- **TASK DETAILS**
Will you quote only the lines starting at the one that contains "sample: [161, 89]." and ending with the last line of the listing below, inclusive?

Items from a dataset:
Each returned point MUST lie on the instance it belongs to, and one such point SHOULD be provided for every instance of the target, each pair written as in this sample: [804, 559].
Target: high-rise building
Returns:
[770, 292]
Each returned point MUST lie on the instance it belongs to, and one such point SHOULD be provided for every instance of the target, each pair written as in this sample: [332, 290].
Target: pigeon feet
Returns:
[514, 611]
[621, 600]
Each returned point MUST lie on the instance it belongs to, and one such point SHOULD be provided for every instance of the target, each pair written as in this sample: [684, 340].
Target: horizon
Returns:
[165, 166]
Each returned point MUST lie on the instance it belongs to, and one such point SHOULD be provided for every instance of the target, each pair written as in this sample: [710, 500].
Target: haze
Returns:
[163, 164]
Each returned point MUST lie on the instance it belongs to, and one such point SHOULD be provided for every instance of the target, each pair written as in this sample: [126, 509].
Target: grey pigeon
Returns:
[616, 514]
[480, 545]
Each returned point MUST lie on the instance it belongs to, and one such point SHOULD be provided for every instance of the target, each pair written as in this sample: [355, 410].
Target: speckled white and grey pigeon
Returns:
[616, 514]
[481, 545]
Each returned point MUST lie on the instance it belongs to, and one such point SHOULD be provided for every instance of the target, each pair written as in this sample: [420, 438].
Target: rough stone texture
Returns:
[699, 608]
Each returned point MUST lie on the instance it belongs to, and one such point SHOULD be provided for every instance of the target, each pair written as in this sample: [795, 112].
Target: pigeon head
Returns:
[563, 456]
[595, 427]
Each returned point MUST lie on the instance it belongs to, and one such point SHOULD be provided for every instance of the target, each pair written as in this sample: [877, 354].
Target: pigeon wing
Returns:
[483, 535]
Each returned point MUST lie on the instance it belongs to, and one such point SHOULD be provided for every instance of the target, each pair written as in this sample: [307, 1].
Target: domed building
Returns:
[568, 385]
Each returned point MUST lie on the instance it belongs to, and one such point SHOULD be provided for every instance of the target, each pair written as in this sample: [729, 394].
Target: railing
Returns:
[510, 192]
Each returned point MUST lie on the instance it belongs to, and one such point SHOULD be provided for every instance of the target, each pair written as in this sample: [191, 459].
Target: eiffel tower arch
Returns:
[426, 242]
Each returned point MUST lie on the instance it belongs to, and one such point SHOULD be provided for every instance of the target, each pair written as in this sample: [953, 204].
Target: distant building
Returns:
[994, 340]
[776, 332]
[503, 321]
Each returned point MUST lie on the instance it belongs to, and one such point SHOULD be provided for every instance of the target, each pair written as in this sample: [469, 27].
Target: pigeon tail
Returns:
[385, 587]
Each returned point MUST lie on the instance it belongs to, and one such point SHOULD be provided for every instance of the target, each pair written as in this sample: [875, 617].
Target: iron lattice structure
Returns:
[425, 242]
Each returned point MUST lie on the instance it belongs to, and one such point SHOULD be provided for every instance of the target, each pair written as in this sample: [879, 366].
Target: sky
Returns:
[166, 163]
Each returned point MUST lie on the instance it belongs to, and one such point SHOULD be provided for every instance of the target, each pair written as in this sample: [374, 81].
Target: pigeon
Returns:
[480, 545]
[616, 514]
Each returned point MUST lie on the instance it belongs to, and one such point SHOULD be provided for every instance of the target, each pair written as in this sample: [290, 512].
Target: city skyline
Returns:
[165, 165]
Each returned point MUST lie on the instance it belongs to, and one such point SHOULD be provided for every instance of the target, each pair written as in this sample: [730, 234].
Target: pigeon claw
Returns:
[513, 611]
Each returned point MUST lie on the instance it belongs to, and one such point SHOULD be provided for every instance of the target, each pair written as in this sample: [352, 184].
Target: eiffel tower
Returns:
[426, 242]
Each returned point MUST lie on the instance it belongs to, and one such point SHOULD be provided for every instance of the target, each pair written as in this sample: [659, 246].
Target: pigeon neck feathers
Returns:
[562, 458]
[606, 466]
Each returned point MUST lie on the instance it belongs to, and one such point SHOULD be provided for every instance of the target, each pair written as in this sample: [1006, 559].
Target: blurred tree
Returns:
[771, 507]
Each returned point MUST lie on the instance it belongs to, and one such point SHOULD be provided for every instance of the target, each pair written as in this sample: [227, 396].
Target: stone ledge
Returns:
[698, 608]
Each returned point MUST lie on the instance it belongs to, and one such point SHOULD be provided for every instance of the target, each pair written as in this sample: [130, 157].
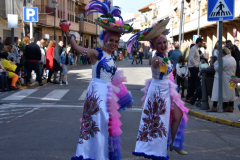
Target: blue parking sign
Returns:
[221, 10]
[30, 14]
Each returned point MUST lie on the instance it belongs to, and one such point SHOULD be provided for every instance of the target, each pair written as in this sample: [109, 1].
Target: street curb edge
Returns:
[214, 118]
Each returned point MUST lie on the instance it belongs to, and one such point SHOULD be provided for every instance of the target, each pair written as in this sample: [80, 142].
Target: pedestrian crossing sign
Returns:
[221, 10]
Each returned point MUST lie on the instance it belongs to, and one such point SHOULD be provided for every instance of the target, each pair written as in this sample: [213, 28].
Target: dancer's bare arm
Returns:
[90, 53]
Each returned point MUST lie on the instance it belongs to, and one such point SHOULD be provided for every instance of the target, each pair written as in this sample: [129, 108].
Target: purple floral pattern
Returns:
[153, 127]
[91, 107]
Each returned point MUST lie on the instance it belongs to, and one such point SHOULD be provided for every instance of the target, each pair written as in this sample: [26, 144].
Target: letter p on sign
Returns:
[30, 13]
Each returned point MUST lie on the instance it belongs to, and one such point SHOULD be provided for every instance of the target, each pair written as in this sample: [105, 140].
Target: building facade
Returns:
[208, 30]
[67, 9]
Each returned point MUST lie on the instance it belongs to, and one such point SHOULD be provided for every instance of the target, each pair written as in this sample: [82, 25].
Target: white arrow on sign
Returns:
[220, 10]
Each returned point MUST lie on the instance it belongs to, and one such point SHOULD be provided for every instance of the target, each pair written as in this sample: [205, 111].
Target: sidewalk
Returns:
[230, 119]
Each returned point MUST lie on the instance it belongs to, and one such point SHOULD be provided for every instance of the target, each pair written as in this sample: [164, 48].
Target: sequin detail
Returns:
[103, 65]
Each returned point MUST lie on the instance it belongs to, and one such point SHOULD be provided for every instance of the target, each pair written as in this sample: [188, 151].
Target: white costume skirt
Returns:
[100, 125]
[154, 133]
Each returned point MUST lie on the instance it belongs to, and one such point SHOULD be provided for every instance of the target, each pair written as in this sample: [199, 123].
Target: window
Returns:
[6, 33]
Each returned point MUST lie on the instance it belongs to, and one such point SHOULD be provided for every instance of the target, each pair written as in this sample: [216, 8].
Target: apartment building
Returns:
[67, 9]
[151, 14]
[208, 30]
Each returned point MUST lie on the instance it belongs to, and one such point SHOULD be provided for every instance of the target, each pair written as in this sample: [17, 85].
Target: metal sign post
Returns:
[220, 10]
[220, 68]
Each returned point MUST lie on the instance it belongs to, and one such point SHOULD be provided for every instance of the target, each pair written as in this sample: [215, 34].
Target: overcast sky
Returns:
[131, 6]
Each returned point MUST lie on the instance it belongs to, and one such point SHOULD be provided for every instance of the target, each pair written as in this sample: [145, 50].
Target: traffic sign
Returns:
[195, 37]
[30, 14]
[221, 10]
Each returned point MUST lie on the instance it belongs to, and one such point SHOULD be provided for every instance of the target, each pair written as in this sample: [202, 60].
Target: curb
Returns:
[33, 84]
[214, 118]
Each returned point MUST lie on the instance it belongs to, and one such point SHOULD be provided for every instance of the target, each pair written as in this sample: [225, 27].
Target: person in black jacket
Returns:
[33, 56]
[236, 55]
[56, 64]
[140, 55]
[210, 72]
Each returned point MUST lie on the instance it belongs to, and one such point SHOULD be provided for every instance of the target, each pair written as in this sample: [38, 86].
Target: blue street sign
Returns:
[30, 14]
[221, 10]
[195, 37]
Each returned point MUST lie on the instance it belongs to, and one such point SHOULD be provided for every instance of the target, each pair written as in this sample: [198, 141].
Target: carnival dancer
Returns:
[106, 95]
[164, 115]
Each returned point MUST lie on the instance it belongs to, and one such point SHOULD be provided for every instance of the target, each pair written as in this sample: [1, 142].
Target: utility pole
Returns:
[12, 29]
[25, 25]
[181, 22]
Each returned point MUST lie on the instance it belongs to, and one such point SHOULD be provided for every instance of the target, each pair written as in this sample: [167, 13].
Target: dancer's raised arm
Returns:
[90, 53]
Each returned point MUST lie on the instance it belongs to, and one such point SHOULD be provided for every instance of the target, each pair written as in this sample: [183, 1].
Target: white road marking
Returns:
[83, 95]
[20, 95]
[56, 95]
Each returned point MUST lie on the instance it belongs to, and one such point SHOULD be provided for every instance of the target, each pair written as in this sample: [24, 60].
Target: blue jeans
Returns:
[33, 66]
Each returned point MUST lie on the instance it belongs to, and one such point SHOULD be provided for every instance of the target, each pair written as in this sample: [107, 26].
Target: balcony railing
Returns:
[86, 20]
[50, 11]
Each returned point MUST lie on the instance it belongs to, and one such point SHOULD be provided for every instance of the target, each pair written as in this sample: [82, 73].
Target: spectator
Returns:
[134, 56]
[42, 62]
[206, 53]
[193, 64]
[182, 73]
[65, 59]
[229, 68]
[204, 63]
[16, 51]
[186, 50]
[49, 59]
[10, 69]
[174, 56]
[3, 77]
[33, 56]
[1, 44]
[11, 55]
[210, 72]
[56, 64]
[43, 69]
[7, 44]
[236, 55]
[236, 43]
[216, 48]
[115, 55]
[140, 55]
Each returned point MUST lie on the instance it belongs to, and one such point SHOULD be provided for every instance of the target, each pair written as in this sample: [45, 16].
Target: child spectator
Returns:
[182, 72]
[10, 68]
[65, 59]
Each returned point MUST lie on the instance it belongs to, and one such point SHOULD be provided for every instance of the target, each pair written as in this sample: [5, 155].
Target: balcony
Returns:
[83, 1]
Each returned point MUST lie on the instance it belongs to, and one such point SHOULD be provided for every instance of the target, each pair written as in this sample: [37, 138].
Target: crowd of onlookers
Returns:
[189, 63]
[18, 60]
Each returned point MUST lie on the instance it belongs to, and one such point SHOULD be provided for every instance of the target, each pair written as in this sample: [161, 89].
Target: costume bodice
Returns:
[162, 76]
[104, 68]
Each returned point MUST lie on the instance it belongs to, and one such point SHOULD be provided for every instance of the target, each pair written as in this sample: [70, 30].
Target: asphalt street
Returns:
[42, 123]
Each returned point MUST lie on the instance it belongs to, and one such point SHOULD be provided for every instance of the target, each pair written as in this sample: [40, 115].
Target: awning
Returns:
[76, 35]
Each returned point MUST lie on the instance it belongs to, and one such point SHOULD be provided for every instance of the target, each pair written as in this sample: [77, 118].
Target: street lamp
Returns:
[199, 1]
[55, 4]
[80, 16]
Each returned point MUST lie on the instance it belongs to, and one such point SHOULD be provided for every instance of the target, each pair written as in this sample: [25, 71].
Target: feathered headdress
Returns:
[107, 20]
[148, 34]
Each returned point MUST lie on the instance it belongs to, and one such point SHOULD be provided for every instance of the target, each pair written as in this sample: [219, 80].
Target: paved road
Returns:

- **PROBLEM SOLUTION**
Each returned point MUST lie on the instance it belongs to, and one such point SHOULD be provided for every instance of the target, each pair written as in this sample: [161, 89].
Target: costume bodice
Returns:
[162, 76]
[104, 68]
Each returned point MUST lie on the instance it belongs to, and one such point SHOULD be provided for every instance of the target, each pair written as in this sample: [70, 30].
Target: asphalt street
Returns:
[42, 123]
Each returned point MUST lie on the instance it belongs to, and one such point SHOULD be provided for every instance of the target, each pair written as in this sample: [40, 115].
Target: awning
Returns:
[76, 35]
Each returned point MUST lie on the instance it belongs to, and one such point SHOULD be provided for every instance of the target, each pair written as in this sample: [77, 118].
Target: street lamp
Returns:
[199, 1]
[55, 4]
[80, 16]
Each returned point MUST lie on the instance it belongs to, and one such point SHOULD be provided for every instance of the target, each pair written as in this sample: [25, 71].
Target: feathered headdress
Returns:
[107, 20]
[148, 34]
Each returned point MUST lie on the instance it belongs to, and one such point SHOULD be provided for every instance of the target, each pair written as in this sample: [219, 80].
Target: paved road
Returns:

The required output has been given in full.